> PROBLEM STATEMENT: In full and without error, repeat the entries below.

[Dataset excerpts]

+++

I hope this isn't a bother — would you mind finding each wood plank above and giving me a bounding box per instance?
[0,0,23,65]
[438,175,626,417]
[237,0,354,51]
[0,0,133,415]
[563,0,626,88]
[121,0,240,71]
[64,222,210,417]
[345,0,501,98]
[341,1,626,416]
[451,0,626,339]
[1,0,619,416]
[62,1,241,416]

+++

> OUTPUT OF THE EXERCISE:
I hope this isn't a bother — would you mind finding each wood plank above and giving me a bounding box per instance?
[0,0,23,65]
[438,175,626,417]
[237,0,354,51]
[0,0,133,415]
[563,0,626,88]
[121,0,240,71]
[64,222,210,417]
[345,0,501,98]
[341,1,626,416]
[451,0,626,339]
[1,0,619,416]
[62,1,241,416]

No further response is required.